■ Your goal
Transcribe every line exactly and omit anything that is a picture.

Object location annotation data

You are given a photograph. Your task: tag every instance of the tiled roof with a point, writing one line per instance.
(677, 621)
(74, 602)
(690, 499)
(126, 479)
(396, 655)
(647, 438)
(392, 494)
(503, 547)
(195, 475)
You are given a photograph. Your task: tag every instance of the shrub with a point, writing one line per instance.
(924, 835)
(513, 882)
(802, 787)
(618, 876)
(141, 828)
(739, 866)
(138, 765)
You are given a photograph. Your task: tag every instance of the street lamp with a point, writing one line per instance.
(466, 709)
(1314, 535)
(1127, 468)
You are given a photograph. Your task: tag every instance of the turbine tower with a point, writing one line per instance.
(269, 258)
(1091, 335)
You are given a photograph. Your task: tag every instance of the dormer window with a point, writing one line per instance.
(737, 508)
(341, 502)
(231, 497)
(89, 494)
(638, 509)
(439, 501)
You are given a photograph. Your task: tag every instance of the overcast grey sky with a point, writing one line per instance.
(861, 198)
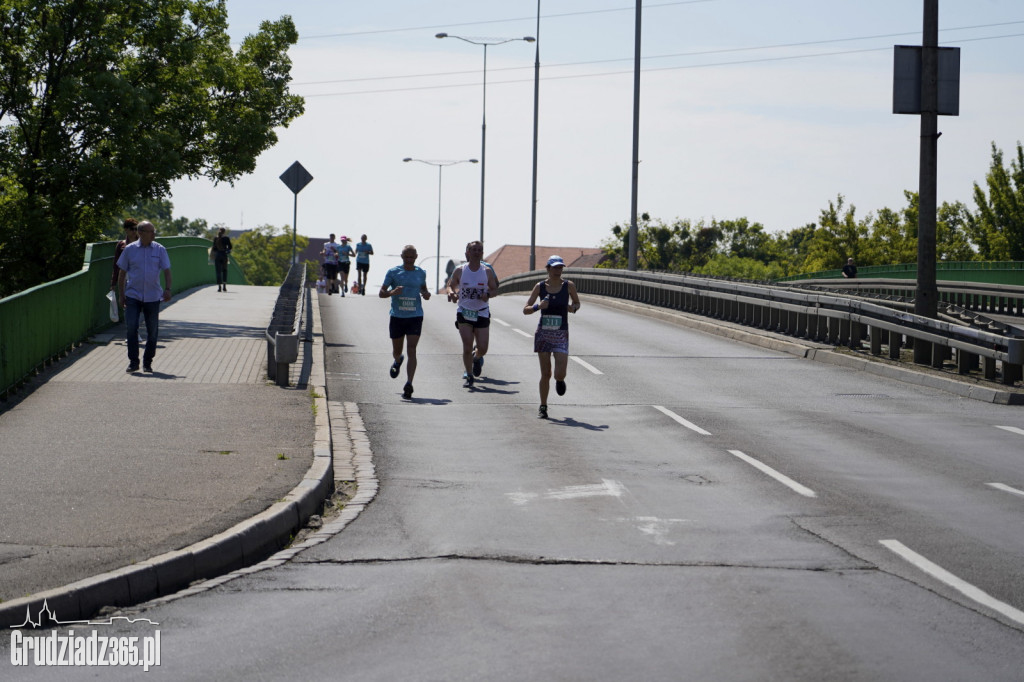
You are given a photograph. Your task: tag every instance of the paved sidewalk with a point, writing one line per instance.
(100, 469)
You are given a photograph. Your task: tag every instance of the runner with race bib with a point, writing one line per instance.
(554, 298)
(471, 287)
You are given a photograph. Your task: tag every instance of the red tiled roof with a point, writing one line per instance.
(513, 259)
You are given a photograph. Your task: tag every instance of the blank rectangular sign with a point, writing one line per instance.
(906, 80)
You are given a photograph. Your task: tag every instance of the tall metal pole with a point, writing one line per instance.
(437, 275)
(636, 141)
(295, 220)
(926, 302)
(483, 140)
(537, 99)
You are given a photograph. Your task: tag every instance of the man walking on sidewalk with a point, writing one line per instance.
(139, 292)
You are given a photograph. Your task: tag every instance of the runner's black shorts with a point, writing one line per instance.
(481, 323)
(400, 327)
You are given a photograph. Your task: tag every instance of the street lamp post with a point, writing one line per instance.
(440, 167)
(485, 42)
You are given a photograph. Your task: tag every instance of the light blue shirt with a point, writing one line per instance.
(363, 252)
(142, 266)
(409, 304)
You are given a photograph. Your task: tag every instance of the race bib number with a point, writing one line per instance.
(551, 322)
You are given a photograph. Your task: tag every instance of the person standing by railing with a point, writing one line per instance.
(850, 269)
(221, 249)
(131, 233)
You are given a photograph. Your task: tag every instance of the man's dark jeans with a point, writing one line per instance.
(151, 311)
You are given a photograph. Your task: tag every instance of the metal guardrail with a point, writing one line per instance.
(974, 296)
(283, 332)
(814, 315)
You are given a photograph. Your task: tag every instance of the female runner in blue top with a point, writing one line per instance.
(557, 298)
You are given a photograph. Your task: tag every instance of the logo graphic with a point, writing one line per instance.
(59, 648)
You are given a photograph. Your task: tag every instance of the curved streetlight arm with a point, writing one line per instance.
(440, 167)
(486, 41)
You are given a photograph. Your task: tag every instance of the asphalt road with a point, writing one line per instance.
(695, 509)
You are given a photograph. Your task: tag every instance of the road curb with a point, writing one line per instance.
(244, 544)
(816, 351)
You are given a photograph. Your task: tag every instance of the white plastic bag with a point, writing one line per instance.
(112, 297)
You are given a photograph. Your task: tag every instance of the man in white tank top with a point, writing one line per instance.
(471, 286)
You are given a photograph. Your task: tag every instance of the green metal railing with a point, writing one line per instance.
(42, 324)
(1005, 272)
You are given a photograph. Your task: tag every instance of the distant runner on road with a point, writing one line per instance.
(557, 298)
(404, 285)
(471, 286)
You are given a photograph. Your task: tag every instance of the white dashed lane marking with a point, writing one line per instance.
(965, 588)
(585, 365)
(785, 480)
(689, 425)
(1007, 488)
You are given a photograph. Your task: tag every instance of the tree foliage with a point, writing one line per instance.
(998, 226)
(104, 102)
(264, 254)
(742, 249)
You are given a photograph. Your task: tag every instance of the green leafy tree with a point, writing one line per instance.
(103, 102)
(659, 246)
(997, 229)
(265, 253)
(161, 213)
(839, 236)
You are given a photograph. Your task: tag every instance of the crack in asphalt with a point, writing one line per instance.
(557, 561)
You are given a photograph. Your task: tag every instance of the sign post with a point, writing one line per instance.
(926, 81)
(295, 178)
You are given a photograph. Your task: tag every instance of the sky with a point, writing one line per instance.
(749, 109)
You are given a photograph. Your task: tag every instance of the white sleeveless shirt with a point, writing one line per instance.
(472, 288)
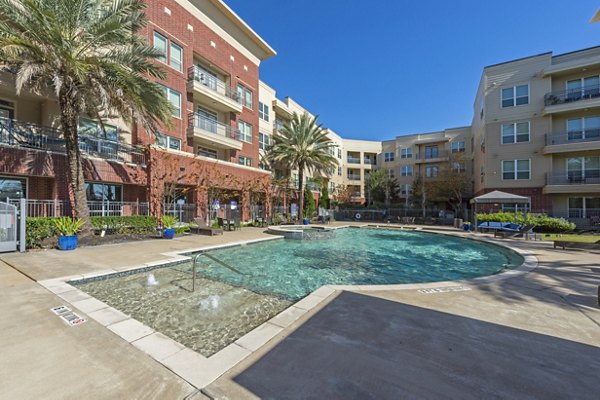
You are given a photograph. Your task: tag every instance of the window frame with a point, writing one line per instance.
(243, 133)
(514, 95)
(515, 171)
(515, 133)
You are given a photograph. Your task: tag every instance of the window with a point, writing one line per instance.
(431, 171)
(12, 188)
(516, 170)
(517, 132)
(581, 169)
(404, 188)
(458, 147)
(174, 98)
(431, 152)
(245, 131)
(247, 161)
(588, 87)
(174, 55)
(206, 152)
(584, 207)
(515, 96)
(168, 142)
(245, 96)
(458, 166)
(264, 141)
(103, 192)
(263, 111)
(160, 44)
(583, 128)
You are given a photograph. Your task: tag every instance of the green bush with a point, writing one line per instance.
(542, 222)
(127, 224)
(38, 229)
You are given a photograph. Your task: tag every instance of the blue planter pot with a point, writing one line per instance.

■ Completed task
You are given a photograph. Your task: tag every instance of the tiled roof with a point, writing one line per instance.
(677, 621)
(74, 602)
(690, 499)
(126, 479)
(396, 655)
(647, 438)
(392, 494)
(503, 547)
(195, 475)
You are given a photograph. Your task: tag every instance of the shrub with a point, writing one line per instance.
(924, 835)
(513, 882)
(802, 787)
(618, 876)
(141, 828)
(739, 866)
(138, 765)
You are given a photograph. Your task: tag every instance of the street lamp with a point, writing one line per instance.
(466, 709)
(1314, 535)
(1127, 468)
You are given a photograph. Your task: tag every instance of the turbine tower with a point, writing one line per instance.
(269, 258)
(1091, 335)
You are given a photograph. Your task: tag every instance of the dormer window with a point, writing one line per instance.
(737, 508)
(341, 502)
(231, 497)
(89, 494)
(638, 509)
(439, 501)
You are given a photograph. Your task: tag every instance of the overcast grey sky with a point, writing one line per instance.
(861, 198)
You are given a photograph. Your task: tag every instance of the paved sidewalk with a point, writing one line per instance.
(100, 469)
You are given a photograph. Your task: tag every instance of the runner with race bib with a point, writing one line per instance.
(554, 298)
(471, 287)
You are given a photograph. Your task: tag every instance of the red tiled roof with a point, writing one line per instance.
(513, 259)
You are given a photograph. Your task: tag every instance of the blank rectangular sign with a point, writing one line per instance.
(906, 80)
You are given a photograph. Your task: tag every instance of the tall metal pole with a point, writing one line per instance.
(437, 275)
(636, 141)
(295, 220)
(926, 302)
(483, 140)
(537, 99)
You are given a photograph. Your task: tag every instance of the man walking on sidewalk with a point, writing one line per instance.
(139, 292)
You are given a photograph. Your task: tag every instance of the runner's black shorts with a point, writing one line per instance.
(481, 323)
(400, 327)
You are given a photograph. Your task: tag every instance of the street lamp post with a point, writing one line per instance.
(440, 167)
(485, 42)
You are given a photograph. Your task: tag every instance of the light blue shirt with a point, writing one line per instance.
(363, 252)
(142, 266)
(409, 304)
You are given a photograph. Your task: tag every instance of the race bib number with a point, writing one line per instance.
(551, 322)
You are given a photograph. Your task: tag every instance of the person standing by railing with a point, writing one line per instance.
(850, 269)
(221, 249)
(131, 233)
You are given a photograph. Your task: tag every instance of the man's dark jeans with a point, writing one line per instance.
(151, 311)
You are given a photograph. Your task: tag every instance of the metal guardrail with a point, writing one line per instance.
(974, 296)
(283, 332)
(814, 315)
You are given a photograph. Your task: tag every instance of the female runner in blue top with a point, writing one line per instance.
(557, 298)
You are given a photograph. Your task: tag every instance of the logo graphic with a point, writing one line per instance.
(59, 648)
You are given a photograph. Your task: tag every instance of the curved streetlight arm with a point, writing one line per instance.
(440, 167)
(486, 41)
You are given a photograph. Your task: tag every instance of the asphalt road with a point, writing one line per instance.
(695, 509)
You are given a photograph. Your task: tag every instance of the road curb with a point, writing one line per instance.
(244, 544)
(816, 351)
You are given a photograph. Your task: tag every instance of the white plastic bag with a point, writing one line per instance.
(112, 297)
You are given a photograph. Your task: tag every instance of the man in white tank top with a point, writing one line per instance.
(471, 286)
You are given a photograph. Your task: tag every instance of the green metal railing with a point, writing one line per instance.
(42, 324)
(1005, 272)
You are given a photograph. Your task: tag every instance of the distant runner on road with a point, writing one line per instance.
(557, 298)
(404, 285)
(471, 286)
You are given a photograph. Your task: tag every instance of the white dashed lane marking with a point, writing one line per instance.
(965, 588)
(585, 365)
(785, 480)
(689, 425)
(1007, 488)
You are given a photograph. Your task: tag every instance of the tree foliage with a point, writing one line per instance.
(998, 226)
(104, 102)
(264, 254)
(742, 249)
You are given a photograph. Your task: tag every instance of the green leafy tree with a point, writing one line per instance.
(103, 102)
(659, 246)
(997, 229)
(265, 253)
(161, 213)
(839, 236)
You are given a photograph. Your task: tag every instance of the crack in asphalt with a point, writing one line per instance.
(557, 561)
You are given a photograph. Your task: tag every instance of the sign post with a point, writing one line per instance.
(926, 81)
(295, 178)
You are given a photograph. Your task: tag every instance of the sky with a point, writing one line per instance.
(749, 109)
You are given a photograph. Your task: tag every instance of the white sleeveless shirt with a point, writing one line per instance.
(472, 288)
You are given a photograph. Your task: tag every instance of the window frame with a point, writing one line per instance.
(243, 133)
(514, 95)
(515, 171)
(515, 133)
You are given a photograph. Your task: tag every instance of the window with a point, writing one line per instance.
(431, 171)
(12, 188)
(516, 170)
(517, 132)
(581, 169)
(404, 188)
(458, 147)
(174, 98)
(431, 152)
(245, 131)
(247, 161)
(588, 87)
(174, 55)
(206, 152)
(584, 207)
(515, 96)
(168, 142)
(245, 96)
(458, 166)
(264, 141)
(103, 192)
(263, 111)
(160, 44)
(583, 128)
You are given a photograph. Your task: tag every instance of the green bush with a point, writing one line per instance.
(542, 222)
(127, 224)
(38, 229)
You are given a photograph. Your task: tag every instance of the blue planter pot with a point, writing one line per instance.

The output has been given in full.